:: Written problem ::
Gather every line of the data below that contains the word "distant", and copy each one in full.

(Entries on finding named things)
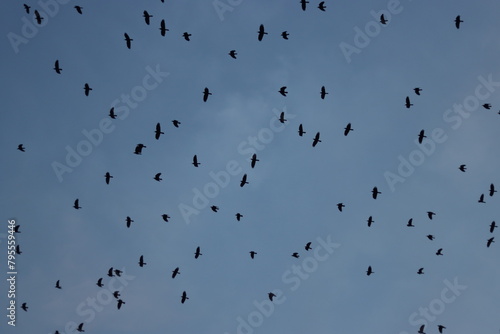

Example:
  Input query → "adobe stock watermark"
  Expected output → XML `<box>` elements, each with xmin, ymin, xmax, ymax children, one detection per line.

<box><xmin>7</xmin><ymin>0</ymin><xmax>70</xmax><ymax>54</ymax></box>
<box><xmin>212</xmin><ymin>0</ymin><xmax>243</xmax><ymax>21</ymax></box>
<box><xmin>384</xmin><ymin>74</ymin><xmax>500</xmax><ymax>192</ymax></box>
<box><xmin>339</xmin><ymin>0</ymin><xmax>412</xmax><ymax>64</ymax></box>
<box><xmin>399</xmin><ymin>277</ymin><xmax>467</xmax><ymax>334</ymax></box>
<box><xmin>51</xmin><ymin>64</ymin><xmax>170</xmax><ymax>182</ymax></box>
<box><xmin>48</xmin><ymin>268</ymin><xmax>135</xmax><ymax>334</ymax></box>
<box><xmin>224</xmin><ymin>235</ymin><xmax>341</xmax><ymax>334</ymax></box>
<box><xmin>178</xmin><ymin>107</ymin><xmax>296</xmax><ymax>224</ymax></box>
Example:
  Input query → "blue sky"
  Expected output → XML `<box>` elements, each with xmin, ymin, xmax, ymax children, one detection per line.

<box><xmin>0</xmin><ymin>0</ymin><xmax>500</xmax><ymax>334</ymax></box>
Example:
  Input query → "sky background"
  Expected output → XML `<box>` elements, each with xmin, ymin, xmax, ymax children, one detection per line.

<box><xmin>0</xmin><ymin>0</ymin><xmax>500</xmax><ymax>334</ymax></box>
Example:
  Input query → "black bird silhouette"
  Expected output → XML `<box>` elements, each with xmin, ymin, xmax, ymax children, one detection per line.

<box><xmin>486</xmin><ymin>237</ymin><xmax>495</xmax><ymax>247</ymax></box>
<box><xmin>181</xmin><ymin>291</ymin><xmax>189</xmax><ymax>304</ymax></box>
<box><xmin>313</xmin><ymin>132</ymin><xmax>321</xmax><ymax>147</ymax></box>
<box><xmin>54</xmin><ymin>60</ymin><xmax>62</xmax><ymax>74</ymax></box>
<box><xmin>405</xmin><ymin>96</ymin><xmax>413</xmax><ymax>109</ymax></box>
<box><xmin>319</xmin><ymin>86</ymin><xmax>328</xmax><ymax>100</ymax></box>
<box><xmin>109</xmin><ymin>107</ymin><xmax>116</xmax><ymax>119</ymax></box>
<box><xmin>299</xmin><ymin>124</ymin><xmax>306</xmax><ymax>137</ymax></box>
<box><xmin>418</xmin><ymin>130</ymin><xmax>427</xmax><ymax>144</ymax></box>
<box><xmin>278</xmin><ymin>86</ymin><xmax>288</xmax><ymax>97</ymax></box>
<box><xmin>142</xmin><ymin>10</ymin><xmax>153</xmax><ymax>25</ymax></box>
<box><xmin>258</xmin><ymin>24</ymin><xmax>267</xmax><ymax>41</ymax></box>
<box><xmin>83</xmin><ymin>83</ymin><xmax>92</xmax><ymax>96</ymax></box>
<box><xmin>194</xmin><ymin>246</ymin><xmax>203</xmax><ymax>259</ymax></box>
<box><xmin>240</xmin><ymin>174</ymin><xmax>248</xmax><ymax>187</ymax></box>
<box><xmin>134</xmin><ymin>144</ymin><xmax>147</xmax><ymax>155</ymax></box>
<box><xmin>123</xmin><ymin>33</ymin><xmax>133</xmax><ymax>49</ymax></box>
<box><xmin>159</xmin><ymin>20</ymin><xmax>170</xmax><ymax>36</ymax></box>
<box><xmin>104</xmin><ymin>172</ymin><xmax>113</xmax><ymax>184</ymax></box>
<box><xmin>125</xmin><ymin>216</ymin><xmax>134</xmax><ymax>228</ymax></box>
<box><xmin>73</xmin><ymin>198</ymin><xmax>82</xmax><ymax>210</ymax></box>
<box><xmin>203</xmin><ymin>87</ymin><xmax>212</xmax><ymax>102</ymax></box>
<box><xmin>35</xmin><ymin>9</ymin><xmax>44</xmax><ymax>24</ymax></box>
<box><xmin>366</xmin><ymin>266</ymin><xmax>375</xmax><ymax>276</ymax></box>
<box><xmin>192</xmin><ymin>154</ymin><xmax>201</xmax><ymax>167</ymax></box>
<box><xmin>490</xmin><ymin>183</ymin><xmax>497</xmax><ymax>197</ymax></box>
<box><xmin>250</xmin><ymin>153</ymin><xmax>260</xmax><ymax>168</ymax></box>
<box><xmin>344</xmin><ymin>123</ymin><xmax>354</xmax><ymax>136</ymax></box>
<box><xmin>155</xmin><ymin>123</ymin><xmax>165</xmax><ymax>140</ymax></box>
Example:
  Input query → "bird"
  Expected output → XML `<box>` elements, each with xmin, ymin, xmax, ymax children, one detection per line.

<box><xmin>181</xmin><ymin>291</ymin><xmax>189</xmax><ymax>304</ymax></box>
<box><xmin>490</xmin><ymin>183</ymin><xmax>497</xmax><ymax>197</ymax></box>
<box><xmin>35</xmin><ymin>9</ymin><xmax>44</xmax><ymax>24</ymax></box>
<box><xmin>134</xmin><ymin>144</ymin><xmax>147</xmax><ymax>155</ymax></box>
<box><xmin>125</xmin><ymin>216</ymin><xmax>134</xmax><ymax>228</ymax></box>
<box><xmin>142</xmin><ymin>10</ymin><xmax>153</xmax><ymax>25</ymax></box>
<box><xmin>250</xmin><ymin>153</ymin><xmax>260</xmax><ymax>168</ymax></box>
<box><xmin>73</xmin><ymin>198</ymin><xmax>82</xmax><ymax>210</ymax></box>
<box><xmin>278</xmin><ymin>86</ymin><xmax>288</xmax><ymax>97</ymax></box>
<box><xmin>123</xmin><ymin>33</ymin><xmax>133</xmax><ymax>49</ymax></box>
<box><xmin>344</xmin><ymin>123</ymin><xmax>354</xmax><ymax>136</ymax></box>
<box><xmin>54</xmin><ymin>60</ymin><xmax>62</xmax><ymax>74</ymax></box>
<box><xmin>478</xmin><ymin>194</ymin><xmax>486</xmax><ymax>203</ymax></box>
<box><xmin>83</xmin><ymin>83</ymin><xmax>92</xmax><ymax>96</ymax></box>
<box><xmin>257</xmin><ymin>24</ymin><xmax>267</xmax><ymax>41</ymax></box>
<box><xmin>313</xmin><ymin>132</ymin><xmax>321</xmax><ymax>147</ymax></box>
<box><xmin>159</xmin><ymin>20</ymin><xmax>170</xmax><ymax>36</ymax></box>
<box><xmin>155</xmin><ymin>123</ymin><xmax>165</xmax><ymax>140</ymax></box>
<box><xmin>194</xmin><ymin>246</ymin><xmax>203</xmax><ymax>259</ymax></box>
<box><xmin>418</xmin><ymin>130</ymin><xmax>427</xmax><ymax>144</ymax></box>
<box><xmin>299</xmin><ymin>124</ymin><xmax>306</xmax><ymax>137</ymax></box>
<box><xmin>104</xmin><ymin>172</ymin><xmax>113</xmax><ymax>184</ymax></box>
<box><xmin>109</xmin><ymin>107</ymin><xmax>116</xmax><ymax>119</ymax></box>
<box><xmin>240</xmin><ymin>174</ymin><xmax>248</xmax><ymax>187</ymax></box>
<box><xmin>366</xmin><ymin>266</ymin><xmax>375</xmax><ymax>276</ymax></box>
<box><xmin>405</xmin><ymin>96</ymin><xmax>413</xmax><ymax>109</ymax></box>
<box><xmin>319</xmin><ymin>86</ymin><xmax>328</xmax><ymax>100</ymax></box>
<box><xmin>486</xmin><ymin>237</ymin><xmax>495</xmax><ymax>247</ymax></box>
<box><xmin>203</xmin><ymin>87</ymin><xmax>212</xmax><ymax>102</ymax></box>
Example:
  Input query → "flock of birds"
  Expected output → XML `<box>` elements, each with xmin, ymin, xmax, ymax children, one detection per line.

<box><xmin>9</xmin><ymin>0</ymin><xmax>500</xmax><ymax>334</ymax></box>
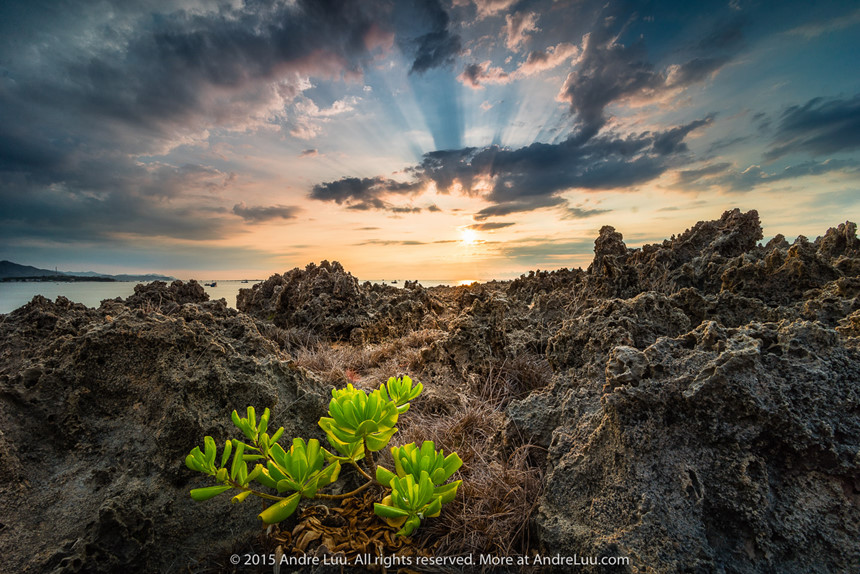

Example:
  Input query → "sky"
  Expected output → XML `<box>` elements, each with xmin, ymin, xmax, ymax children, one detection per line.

<box><xmin>0</xmin><ymin>0</ymin><xmax>860</xmax><ymax>280</ymax></box>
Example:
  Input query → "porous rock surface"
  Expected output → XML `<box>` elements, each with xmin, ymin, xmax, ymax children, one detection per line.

<box><xmin>0</xmin><ymin>294</ymin><xmax>326</xmax><ymax>574</ymax></box>
<box><xmin>236</xmin><ymin>261</ymin><xmax>441</xmax><ymax>343</ymax></box>
<box><xmin>0</xmin><ymin>210</ymin><xmax>860</xmax><ymax>573</ymax></box>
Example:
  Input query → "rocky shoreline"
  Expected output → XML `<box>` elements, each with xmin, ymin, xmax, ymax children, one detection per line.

<box><xmin>0</xmin><ymin>210</ymin><xmax>860</xmax><ymax>573</ymax></box>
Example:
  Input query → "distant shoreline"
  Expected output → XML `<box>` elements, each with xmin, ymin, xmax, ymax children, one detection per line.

<box><xmin>0</xmin><ymin>275</ymin><xmax>116</xmax><ymax>283</ymax></box>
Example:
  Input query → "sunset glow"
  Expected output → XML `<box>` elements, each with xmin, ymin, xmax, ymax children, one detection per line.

<box><xmin>0</xmin><ymin>0</ymin><xmax>860</xmax><ymax>280</ymax></box>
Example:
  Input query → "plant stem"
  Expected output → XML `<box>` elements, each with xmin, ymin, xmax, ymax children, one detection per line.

<box><xmin>228</xmin><ymin>480</ymin><xmax>286</xmax><ymax>500</ymax></box>
<box><xmin>349</xmin><ymin>460</ymin><xmax>376</xmax><ymax>482</ymax></box>
<box><xmin>316</xmin><ymin>480</ymin><xmax>376</xmax><ymax>500</ymax></box>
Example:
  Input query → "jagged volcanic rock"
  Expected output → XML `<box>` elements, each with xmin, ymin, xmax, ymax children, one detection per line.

<box><xmin>508</xmin><ymin>210</ymin><xmax>860</xmax><ymax>573</ymax></box>
<box><xmin>236</xmin><ymin>261</ymin><xmax>441</xmax><ymax>343</ymax></box>
<box><xmin>0</xmin><ymin>210</ymin><xmax>860</xmax><ymax>573</ymax></box>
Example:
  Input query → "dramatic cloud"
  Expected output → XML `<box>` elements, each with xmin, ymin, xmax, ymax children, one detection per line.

<box><xmin>504</xmin><ymin>12</ymin><xmax>540</xmax><ymax>52</ymax></box>
<box><xmin>394</xmin><ymin>0</ymin><xmax>462</xmax><ymax>74</ymax></box>
<box><xmin>475</xmin><ymin>0</ymin><xmax>516</xmax><ymax>18</ymax></box>
<box><xmin>558</xmin><ymin>20</ymin><xmax>741</xmax><ymax>134</ymax></box>
<box><xmin>466</xmin><ymin>221</ymin><xmax>516</xmax><ymax>231</ymax></box>
<box><xmin>678</xmin><ymin>159</ymin><xmax>860</xmax><ymax>192</ymax></box>
<box><xmin>457</xmin><ymin>43</ymin><xmax>579</xmax><ymax>88</ymax></box>
<box><xmin>516</xmin><ymin>42</ymin><xmax>579</xmax><ymax>77</ymax></box>
<box><xmin>287</xmin><ymin>97</ymin><xmax>360</xmax><ymax>140</ymax></box>
<box><xmin>457</xmin><ymin>60</ymin><xmax>511</xmax><ymax>89</ymax></box>
<box><xmin>233</xmin><ymin>201</ymin><xmax>301</xmax><ymax>223</ymax></box>
<box><xmin>765</xmin><ymin>94</ymin><xmax>860</xmax><ymax>160</ymax></box>
<box><xmin>310</xmin><ymin>176</ymin><xmax>422</xmax><ymax>211</ymax></box>
<box><xmin>311</xmin><ymin>118</ymin><xmax>713</xmax><ymax>221</ymax></box>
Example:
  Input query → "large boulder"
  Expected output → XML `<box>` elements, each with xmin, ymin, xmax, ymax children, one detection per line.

<box><xmin>506</xmin><ymin>210</ymin><xmax>860</xmax><ymax>573</ymax></box>
<box><xmin>0</xmin><ymin>292</ymin><xmax>326</xmax><ymax>573</ymax></box>
<box><xmin>236</xmin><ymin>261</ymin><xmax>441</xmax><ymax>343</ymax></box>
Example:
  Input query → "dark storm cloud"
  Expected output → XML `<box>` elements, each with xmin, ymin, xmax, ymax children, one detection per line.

<box><xmin>310</xmin><ymin>176</ymin><xmax>420</xmax><ymax>205</ymax></box>
<box><xmin>310</xmin><ymin>118</ymin><xmax>712</xmax><ymax>221</ymax></box>
<box><xmin>765</xmin><ymin>94</ymin><xmax>860</xmax><ymax>160</ymax></box>
<box><xmin>233</xmin><ymin>201</ymin><xmax>301</xmax><ymax>223</ymax></box>
<box><xmin>678</xmin><ymin>159</ymin><xmax>860</xmax><ymax>193</ymax></box>
<box><xmin>394</xmin><ymin>0</ymin><xmax>462</xmax><ymax>74</ymax></box>
<box><xmin>0</xmin><ymin>0</ymin><xmax>390</xmax><ymax>245</ymax></box>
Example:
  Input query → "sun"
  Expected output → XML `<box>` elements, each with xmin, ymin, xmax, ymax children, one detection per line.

<box><xmin>460</xmin><ymin>228</ymin><xmax>478</xmax><ymax>245</ymax></box>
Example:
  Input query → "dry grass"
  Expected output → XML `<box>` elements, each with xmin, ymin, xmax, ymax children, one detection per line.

<box><xmin>290</xmin><ymin>329</ymin><xmax>444</xmax><ymax>389</ymax></box>
<box><xmin>274</xmin><ymin>330</ymin><xmax>552</xmax><ymax>572</ymax></box>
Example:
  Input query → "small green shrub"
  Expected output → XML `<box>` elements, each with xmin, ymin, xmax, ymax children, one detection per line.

<box><xmin>185</xmin><ymin>377</ymin><xmax>463</xmax><ymax>536</ymax></box>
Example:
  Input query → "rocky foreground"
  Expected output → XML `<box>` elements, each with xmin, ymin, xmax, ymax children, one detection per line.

<box><xmin>0</xmin><ymin>210</ymin><xmax>860</xmax><ymax>573</ymax></box>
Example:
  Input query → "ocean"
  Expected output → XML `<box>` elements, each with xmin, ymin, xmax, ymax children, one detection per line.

<box><xmin>0</xmin><ymin>280</ymin><xmax>461</xmax><ymax>314</ymax></box>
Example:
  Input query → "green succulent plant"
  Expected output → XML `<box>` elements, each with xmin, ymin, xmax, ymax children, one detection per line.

<box><xmin>373</xmin><ymin>470</ymin><xmax>442</xmax><ymax>536</ymax></box>
<box><xmin>376</xmin><ymin>440</ymin><xmax>463</xmax><ymax>503</ymax></box>
<box><xmin>185</xmin><ymin>376</ymin><xmax>463</xmax><ymax>536</ymax></box>
<box><xmin>379</xmin><ymin>376</ymin><xmax>424</xmax><ymax>414</ymax></box>
<box><xmin>319</xmin><ymin>384</ymin><xmax>399</xmax><ymax>460</ymax></box>
<box><xmin>256</xmin><ymin>438</ymin><xmax>340</xmax><ymax>524</ymax></box>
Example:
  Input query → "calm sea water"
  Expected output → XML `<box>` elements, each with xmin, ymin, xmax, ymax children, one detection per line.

<box><xmin>0</xmin><ymin>280</ymin><xmax>459</xmax><ymax>314</ymax></box>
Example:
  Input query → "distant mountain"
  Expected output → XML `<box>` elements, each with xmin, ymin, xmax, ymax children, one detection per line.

<box><xmin>0</xmin><ymin>261</ymin><xmax>175</xmax><ymax>283</ymax></box>
<box><xmin>0</xmin><ymin>261</ymin><xmax>65</xmax><ymax>279</ymax></box>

:: Exercise result ::
  Input query → "distant shoreline"
  Input query → "distant mountain"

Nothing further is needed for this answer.